*Extract*:

**********

1. This site uses cookies. By continuing to use this site, you are agreeing to our use of cookies. Learn More.

How to? Regex match when there shouldn't be (?)

Discussion in 'Support' started by mikea, Aug 23, 2013.

  1. mikea

    Joined:
    Dec 7, 2009
    Messages:
    210
    Likes Received:
    2
    In Perl:

    $amount = 1.5; # and now let's try:
    $amount =~ /^\.\d$/

    The regex specifies start of input, single '.', single digit, then end of input. That pattern clearly doesn't match "$amount" and such a comparison of course returns FALSE.

    Now in TCC:

    set amount=1.5
    if %amount =~ ^\.\d$ echo TRUE

    ... and TRUE is echoed. It's telling me I have a match even though the regular expression doesn't have the metacharacter for a digit at the start of input (preceding the '.').

    This is the first version of the command processor I've used that supports the regex comparison operator, and I'm sure I must be missing something simple and obvious. So...what am I missing? I would not have expected this to produce a match.

    TCC 15.01.52 x64 Windows 7 [Version 6.1.7601]
     
  2. Ugo

    Ugo

    Joined:
    Aug 22, 2013
    Messages:
    10
    Likes Received:
    0
    Let me see ...
    echo ^\.A$
    \.A$
    As far as I know, the echo command prints the whole line it receives unaltered,
    with all the quotes and other special characters, so the parser of the line should have messed around with the ^ character before passing the string to the command echo.

    I guess it is just a problem of quoting the regular expression to prevent this.
    Unfortunately I am not expert enough to give you an immediate solution ...
     
  3. mikea

    Joined:
    Dec 7, 2009
    Messages:
    210
    Likes Received:
    2
    I've tried working with the 'match' operator several ways: 1) nothing quoted; 2) string to be matched (typically in an environment variable) quoted; 3) regular expression only quoted; 4) both quoted.

    The quotes don't appear to work out so well.

    The "^" character does not appear to be treated as an "escape" character when it appears in this kind of command line -- as far as I can tell.

    No "echo" involved, though. It's more like this -- in a .BTM file:

    iff %somevariable =~ the-reg-expression-here then
    something happens here
    endiff
     
  4. Ugo

    Ugo

    Joined:
    Aug 22, 2013
    Messages:
    10
    Likes Received:
    0
    Try this:
    set amount=1.5
    if %amount =~ ^^\.\d$ echo TRUE

    The double hat works, I do not know why.
    The hat should have some special meaning for the TakeCommand parser.
     
  5. rconn

    rconn Administrator
    Staff Member

    Joined:
    May 14, 2008
    Messages:
    9,804
    Likes Received:
    82
    ^ is the TCC (and CMD) default escape character. You need to either escape the escape character (^^) or use single back quotes around the regex. (Or you could change your escape character to something else, but then third-party batch files would fail.)

**********

*Work order 1*:
Reproduce the forum thread starting at "The hat should" and ending at "files would fail.)", switching "regex" to "regular expression".

*Dataset records*:
**********

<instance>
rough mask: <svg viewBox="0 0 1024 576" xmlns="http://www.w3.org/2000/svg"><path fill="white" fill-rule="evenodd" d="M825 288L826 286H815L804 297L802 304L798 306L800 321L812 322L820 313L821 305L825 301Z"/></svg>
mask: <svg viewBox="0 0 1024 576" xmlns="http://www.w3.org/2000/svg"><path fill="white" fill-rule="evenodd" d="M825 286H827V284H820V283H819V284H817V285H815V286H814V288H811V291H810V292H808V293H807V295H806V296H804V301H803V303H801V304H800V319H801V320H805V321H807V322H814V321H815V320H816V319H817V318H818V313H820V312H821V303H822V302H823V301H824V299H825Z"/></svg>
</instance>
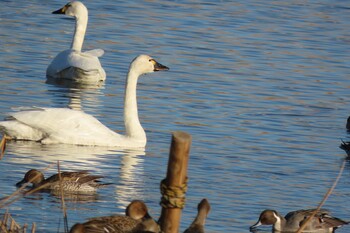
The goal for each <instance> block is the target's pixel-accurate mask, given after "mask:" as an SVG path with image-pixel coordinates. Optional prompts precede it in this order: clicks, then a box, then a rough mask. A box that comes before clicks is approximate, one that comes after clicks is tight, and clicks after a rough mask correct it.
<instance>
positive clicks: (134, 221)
mask: <svg viewBox="0 0 350 233" xmlns="http://www.w3.org/2000/svg"><path fill="white" fill-rule="evenodd" d="M100 232H101V233H104V232H114V233H141V232H142V233H143V232H153V233H158V232H160V227H159V225H158V224H157V223H156V222H155V221H154V220H153V218H152V217H151V216H150V215H149V213H148V208H147V206H146V204H145V203H144V202H143V201H140V200H133V201H132V202H130V204H129V205H128V206H127V208H126V210H125V216H122V215H112V216H105V217H96V218H90V219H89V220H88V221H87V222H85V223H76V224H75V225H74V226H73V227H72V228H71V229H70V233H100Z"/></svg>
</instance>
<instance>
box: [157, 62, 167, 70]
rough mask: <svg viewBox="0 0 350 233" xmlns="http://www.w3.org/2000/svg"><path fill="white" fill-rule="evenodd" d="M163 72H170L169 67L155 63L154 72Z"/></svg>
mask: <svg viewBox="0 0 350 233" xmlns="http://www.w3.org/2000/svg"><path fill="white" fill-rule="evenodd" d="M161 70H169V67H167V66H164V65H162V64H160V63H158V62H155V64H154V71H161Z"/></svg>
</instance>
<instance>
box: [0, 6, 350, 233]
mask: <svg viewBox="0 0 350 233" xmlns="http://www.w3.org/2000/svg"><path fill="white" fill-rule="evenodd" d="M84 3H85V4H86V6H87V7H88V9H89V15H90V18H89V25H88V30H87V35H86V38H85V42H84V49H94V48H102V49H104V50H105V54H104V56H103V57H102V58H101V63H102V65H103V67H104V68H105V70H106V73H107V80H106V82H105V84H103V85H101V86H99V87H86V86H85V87H84V86H81V87H68V86H65V85H53V84H50V83H48V82H46V77H45V70H46V68H47V66H48V64H49V63H50V62H51V60H52V59H53V57H54V56H55V55H56V54H57V53H58V52H60V51H62V50H65V49H67V48H68V47H69V45H70V42H71V37H72V31H73V25H74V21H73V20H71V19H68V17H64V16H60V15H52V14H51V12H52V11H53V10H57V9H58V8H60V7H62V6H63V5H64V4H65V2H62V1H56V0H55V1H36V0H33V1H4V2H3V3H2V7H1V8H0V85H1V89H0V99H1V104H0V118H1V119H2V118H3V117H5V116H6V113H7V112H10V111H11V107H20V106H39V107H66V106H67V105H69V106H74V107H80V108H81V109H83V110H84V111H86V112H88V113H90V114H92V115H94V116H96V117H97V118H98V119H99V120H101V121H102V122H103V123H104V124H106V125H107V126H109V127H110V128H113V129H116V130H117V131H119V132H123V119H122V107H123V89H124V83H125V75H126V72H127V69H128V65H129V63H130V61H131V60H132V59H133V58H134V57H135V56H136V55H138V54H141V53H146V54H150V55H152V56H153V57H154V58H155V59H157V60H158V61H159V62H160V63H162V64H164V65H167V66H169V67H170V71H168V72H159V73H155V74H151V75H147V76H145V77H143V78H141V79H140V80H139V86H138V104H139V115H140V120H141V123H142V125H143V127H144V128H145V130H146V132H147V137H148V144H147V147H146V150H145V151H125V150H118V149H108V148H99V147H93V148H91V147H76V146H67V145H55V146H42V145H40V144H37V143H23V142H22V143H20V142H18V143H16V142H10V143H9V144H8V147H7V153H6V155H5V157H4V158H3V159H2V160H1V161H0V185H1V186H0V187H1V188H0V195H1V197H3V196H6V195H9V194H11V193H12V192H14V191H15V190H16V187H15V186H14V184H15V183H16V182H18V181H19V180H20V179H21V178H22V176H23V174H24V173H25V171H26V170H28V169H30V168H37V169H44V168H45V167H47V166H48V165H49V164H53V163H55V162H56V161H57V160H60V161H61V169H63V170H77V169H88V170H92V171H93V172H94V173H96V174H99V175H104V176H105V177H106V178H105V179H104V181H106V182H113V183H114V185H112V186H111V187H109V188H105V189H102V190H101V191H100V192H99V193H98V195H96V196H94V197H93V198H85V197H80V198H77V197H73V198H72V199H71V200H70V201H69V202H67V203H66V204H67V208H68V219H69V223H70V225H72V224H73V223H75V222H83V221H85V220H86V219H87V218H89V217H94V216H103V215H110V214H112V213H123V211H124V209H125V206H126V205H127V204H128V203H129V202H130V201H131V200H132V199H142V200H144V201H145V202H146V203H147V204H148V205H149V208H150V210H151V215H152V216H153V217H155V218H158V217H159V214H160V206H159V204H158V203H159V200H160V193H159V182H160V180H161V179H163V178H164V177H165V173H166V168H167V161H168V153H169V146H170V138H171V132H173V131H178V130H181V131H185V132H188V133H190V134H191V135H192V137H193V142H192V147H191V154H190V161H189V170H188V173H189V179H190V180H189V189H188V193H187V204H186V207H185V209H184V211H183V215H182V222H181V231H183V230H184V229H185V228H186V227H187V226H188V225H189V224H190V222H191V221H192V220H193V218H194V216H195V214H196V206H197V203H198V202H199V201H200V200H201V199H202V198H208V200H209V202H210V203H211V205H212V210H211V212H210V214H209V217H208V220H207V222H206V229H207V232H249V226H250V225H251V224H253V223H255V222H256V220H257V218H258V215H259V214H260V212H261V211H262V210H263V209H267V208H269V209H276V210H279V211H280V212H281V213H282V214H285V213H287V212H288V211H291V210H296V209H302V208H313V207H315V206H317V204H318V203H319V202H320V201H321V199H322V198H323V196H324V194H325V193H326V191H327V190H328V188H329V187H330V186H331V184H332V182H333V181H334V180H335V177H336V176H337V174H338V171H339V168H340V165H341V164H342V162H343V160H344V158H345V157H346V155H345V153H344V152H343V151H342V150H341V149H339V148H338V146H339V144H340V139H344V140H350V135H349V134H348V133H347V132H346V130H345V122H346V118H347V117H348V115H349V113H350V111H349V109H350V106H349V99H350V92H349V88H350V81H349V78H350V77H349V73H350V55H349V54H350V53H349V51H350V31H349V28H350V2H348V1H340V0H338V1H334V0H332V1H330V0H329V1H327V0H324V1H322V0H315V1H254V0H248V1H208V2H206V1H182V0H179V1H157V0H154V1H102V0H95V1H92V0H91V1H90V0H89V1H84ZM55 171H56V167H55V165H53V166H51V167H50V168H49V169H48V170H47V171H46V173H47V174H52V173H54V172H55ZM349 201H350V163H349V162H347V164H346V166H345V170H344V173H343V175H342V177H341V179H340V181H339V183H338V186H337V187H336V189H335V190H334V192H333V194H332V195H331V196H330V198H329V199H328V200H327V202H326V204H325V206H324V207H325V208H327V209H329V210H330V211H331V212H332V213H333V214H334V215H335V216H337V217H340V218H343V219H347V220H350V204H349V203H350V202H349ZM7 208H8V209H9V211H10V213H11V214H12V215H13V216H14V217H15V219H16V220H17V221H18V222H19V223H21V224H24V223H32V222H36V224H37V228H38V230H37V232H58V231H59V232H63V224H62V217H61V216H62V214H61V210H60V201H59V199H58V198H56V197H54V196H50V195H48V194H46V193H41V194H37V195H33V196H30V197H25V198H22V199H20V200H18V201H16V202H15V203H13V204H11V205H10V206H8V207H7ZM2 212H4V210H2ZM58 229H59V230H58ZM269 229H270V228H269V227H267V228H264V227H263V228H262V230H264V231H265V230H266V232H268V231H269ZM349 231H350V226H346V227H343V228H341V229H339V230H338V231H337V232H343V233H345V232H349Z"/></svg>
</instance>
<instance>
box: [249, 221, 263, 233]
mask: <svg viewBox="0 0 350 233" xmlns="http://www.w3.org/2000/svg"><path fill="white" fill-rule="evenodd" d="M258 226H261V222H260V221H258V222H257V223H255V224H254V225H252V226H251V227H250V228H249V230H250V231H253V230H255V229H256V228H257V227H258Z"/></svg>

**********

*Work order 2*:
Echo the records verbatim, starting at their beginning and ending at the line that contains "288L826 286H815L804 297L802", with both ends included.

*Your response 1*:
The hat should have some special meaning for the TakeCommand parser.
     
  5. rconn

    rconn Administrator
    Staff Member

    Joined:
    May 14, 2008
    Messages:
    9,804
    Likes Received:
    82
    ^ is the TCC (and CMD) default escape character. You need to either escape the escape character (^^) or use single back quotes around the regular expression. (Or you could change your escape character to something else, but then third-party batch files would fail.)

*Your response 2*:
<instance>
rough mask: <svg viewBox="0 0 1024 576" xmlns="http://www.w3.org/2000/svg"><path fill="white" fill-rule="evenodd" d="M825 288L826 286H815L804 297L802 304L798 306L800 321L812 322L820 313L821 305L825 301Z"/></svg>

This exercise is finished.